- [Your task]
Every line of the records below that has the word "Target" should be copied.

- [Entries provided]
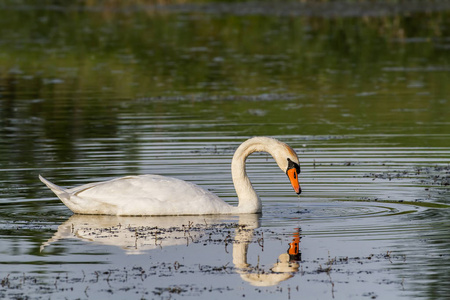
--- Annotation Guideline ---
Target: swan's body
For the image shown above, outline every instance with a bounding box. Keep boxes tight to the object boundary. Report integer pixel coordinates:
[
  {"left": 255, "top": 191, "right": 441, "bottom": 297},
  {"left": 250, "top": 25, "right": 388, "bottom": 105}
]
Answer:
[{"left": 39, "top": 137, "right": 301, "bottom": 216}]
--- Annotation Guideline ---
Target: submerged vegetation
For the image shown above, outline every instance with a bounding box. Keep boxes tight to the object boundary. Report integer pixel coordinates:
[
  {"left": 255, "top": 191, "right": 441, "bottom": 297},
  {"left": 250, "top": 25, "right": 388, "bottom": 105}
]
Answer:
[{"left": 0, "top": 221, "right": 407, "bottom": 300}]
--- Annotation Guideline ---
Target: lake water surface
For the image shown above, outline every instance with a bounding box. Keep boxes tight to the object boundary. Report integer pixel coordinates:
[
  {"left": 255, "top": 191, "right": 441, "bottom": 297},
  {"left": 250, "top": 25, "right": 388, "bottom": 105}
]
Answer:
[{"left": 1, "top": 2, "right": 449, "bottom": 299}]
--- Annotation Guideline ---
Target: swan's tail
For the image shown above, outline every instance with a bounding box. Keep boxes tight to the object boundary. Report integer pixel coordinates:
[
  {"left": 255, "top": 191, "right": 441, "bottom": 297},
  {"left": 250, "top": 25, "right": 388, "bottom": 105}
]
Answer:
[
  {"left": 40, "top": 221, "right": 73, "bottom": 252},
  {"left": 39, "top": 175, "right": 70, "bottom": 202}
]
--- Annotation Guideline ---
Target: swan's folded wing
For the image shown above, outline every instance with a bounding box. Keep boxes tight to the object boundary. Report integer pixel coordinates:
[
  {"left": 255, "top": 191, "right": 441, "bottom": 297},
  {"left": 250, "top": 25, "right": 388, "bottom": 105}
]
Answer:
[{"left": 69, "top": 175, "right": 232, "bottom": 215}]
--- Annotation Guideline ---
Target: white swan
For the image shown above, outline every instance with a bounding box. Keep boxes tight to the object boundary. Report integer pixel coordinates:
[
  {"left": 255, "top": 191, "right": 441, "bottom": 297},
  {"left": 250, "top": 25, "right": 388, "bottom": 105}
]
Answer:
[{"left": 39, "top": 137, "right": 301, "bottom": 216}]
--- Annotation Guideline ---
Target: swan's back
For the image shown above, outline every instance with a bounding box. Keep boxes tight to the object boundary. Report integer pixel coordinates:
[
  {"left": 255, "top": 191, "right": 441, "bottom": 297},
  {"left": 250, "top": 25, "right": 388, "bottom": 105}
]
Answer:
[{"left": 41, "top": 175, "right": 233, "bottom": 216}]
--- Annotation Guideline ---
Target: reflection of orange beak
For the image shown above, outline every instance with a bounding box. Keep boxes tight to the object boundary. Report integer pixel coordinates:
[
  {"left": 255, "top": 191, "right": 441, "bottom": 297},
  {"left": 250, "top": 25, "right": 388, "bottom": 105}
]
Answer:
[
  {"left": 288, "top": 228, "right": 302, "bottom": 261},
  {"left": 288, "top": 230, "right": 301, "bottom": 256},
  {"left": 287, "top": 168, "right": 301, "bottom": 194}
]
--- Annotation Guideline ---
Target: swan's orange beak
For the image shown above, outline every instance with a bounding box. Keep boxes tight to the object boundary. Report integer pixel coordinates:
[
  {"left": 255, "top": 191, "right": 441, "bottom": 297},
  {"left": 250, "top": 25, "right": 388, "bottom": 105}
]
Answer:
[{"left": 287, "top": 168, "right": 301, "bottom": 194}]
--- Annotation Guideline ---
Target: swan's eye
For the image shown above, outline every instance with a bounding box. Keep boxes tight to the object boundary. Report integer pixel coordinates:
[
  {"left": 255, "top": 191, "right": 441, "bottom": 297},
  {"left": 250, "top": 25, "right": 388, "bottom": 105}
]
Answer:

---

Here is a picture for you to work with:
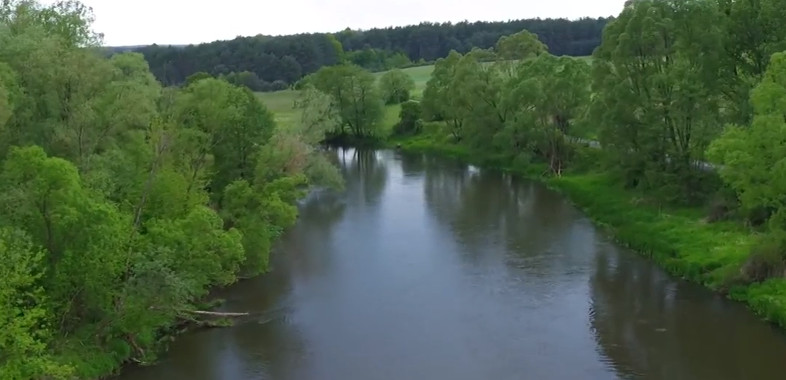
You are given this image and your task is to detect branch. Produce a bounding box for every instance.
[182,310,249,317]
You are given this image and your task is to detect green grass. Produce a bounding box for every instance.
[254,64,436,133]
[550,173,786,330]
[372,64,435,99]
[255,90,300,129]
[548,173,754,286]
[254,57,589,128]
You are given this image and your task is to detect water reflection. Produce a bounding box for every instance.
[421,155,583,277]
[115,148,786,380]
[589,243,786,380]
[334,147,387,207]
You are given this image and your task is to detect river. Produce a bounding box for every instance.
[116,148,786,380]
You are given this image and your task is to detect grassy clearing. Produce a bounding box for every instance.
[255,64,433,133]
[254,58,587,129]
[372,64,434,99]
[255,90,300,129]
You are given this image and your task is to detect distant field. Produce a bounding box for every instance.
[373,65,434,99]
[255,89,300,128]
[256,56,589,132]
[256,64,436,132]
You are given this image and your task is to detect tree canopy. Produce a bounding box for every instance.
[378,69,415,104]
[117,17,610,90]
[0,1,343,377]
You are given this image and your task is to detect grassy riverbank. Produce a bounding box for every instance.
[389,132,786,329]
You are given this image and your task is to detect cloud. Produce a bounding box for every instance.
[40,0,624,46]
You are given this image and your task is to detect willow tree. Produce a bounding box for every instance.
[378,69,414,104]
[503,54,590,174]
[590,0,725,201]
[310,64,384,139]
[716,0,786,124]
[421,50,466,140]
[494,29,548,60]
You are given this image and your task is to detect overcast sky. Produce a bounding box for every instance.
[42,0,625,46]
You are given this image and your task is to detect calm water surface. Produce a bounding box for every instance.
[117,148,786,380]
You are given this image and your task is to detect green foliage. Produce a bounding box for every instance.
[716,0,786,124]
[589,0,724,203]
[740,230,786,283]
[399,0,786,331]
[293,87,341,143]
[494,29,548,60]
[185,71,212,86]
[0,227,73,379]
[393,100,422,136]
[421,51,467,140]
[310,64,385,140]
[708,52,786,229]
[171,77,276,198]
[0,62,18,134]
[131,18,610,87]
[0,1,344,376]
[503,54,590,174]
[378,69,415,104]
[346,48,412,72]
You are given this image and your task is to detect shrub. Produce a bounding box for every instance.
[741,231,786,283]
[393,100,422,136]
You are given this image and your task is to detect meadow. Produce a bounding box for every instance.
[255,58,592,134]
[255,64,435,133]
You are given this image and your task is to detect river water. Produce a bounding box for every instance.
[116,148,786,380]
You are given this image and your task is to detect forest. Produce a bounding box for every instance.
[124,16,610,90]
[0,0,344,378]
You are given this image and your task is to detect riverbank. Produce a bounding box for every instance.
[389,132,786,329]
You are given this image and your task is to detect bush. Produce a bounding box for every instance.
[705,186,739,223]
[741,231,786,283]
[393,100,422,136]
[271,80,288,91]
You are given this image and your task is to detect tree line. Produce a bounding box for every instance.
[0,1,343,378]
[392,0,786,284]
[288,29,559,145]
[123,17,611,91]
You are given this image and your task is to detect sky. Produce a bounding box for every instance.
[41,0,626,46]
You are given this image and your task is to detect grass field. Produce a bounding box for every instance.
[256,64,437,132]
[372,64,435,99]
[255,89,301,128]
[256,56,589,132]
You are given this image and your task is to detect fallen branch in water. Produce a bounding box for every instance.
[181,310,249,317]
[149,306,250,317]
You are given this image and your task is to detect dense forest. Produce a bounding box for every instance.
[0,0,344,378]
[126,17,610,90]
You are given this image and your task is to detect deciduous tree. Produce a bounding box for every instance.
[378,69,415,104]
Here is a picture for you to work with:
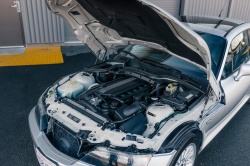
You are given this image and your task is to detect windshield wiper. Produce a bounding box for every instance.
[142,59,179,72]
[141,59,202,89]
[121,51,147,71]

- [Written response]
Target: swan's body
Target: submerged vegetation
Target: lake water surface
Target: swan's tail
Target: swan's folded wing
Target: white swan
Target: swan's back
Target: reflection of orange beak
Target: swan's orange beak
Target: swan's eye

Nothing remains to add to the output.